» **TASK INSTRUCTIONS**: Please print every record below exactly as it appears.
** DATA FOR THE TASK follows **
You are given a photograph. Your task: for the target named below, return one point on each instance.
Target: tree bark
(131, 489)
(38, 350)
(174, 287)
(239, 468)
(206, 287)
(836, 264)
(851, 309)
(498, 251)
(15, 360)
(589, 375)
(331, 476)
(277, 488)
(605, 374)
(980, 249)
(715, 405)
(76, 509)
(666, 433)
** End of DATA FOR THE TASK **
» **OUTPUT OF THE EXERCISE**:
You are given a photograph. Your task: for the target named below, return one point on each instance.
Target: tree bark
(131, 489)
(38, 350)
(174, 287)
(239, 468)
(206, 287)
(836, 264)
(851, 309)
(498, 251)
(15, 360)
(589, 375)
(331, 476)
(277, 488)
(605, 374)
(980, 249)
(715, 405)
(76, 509)
(666, 433)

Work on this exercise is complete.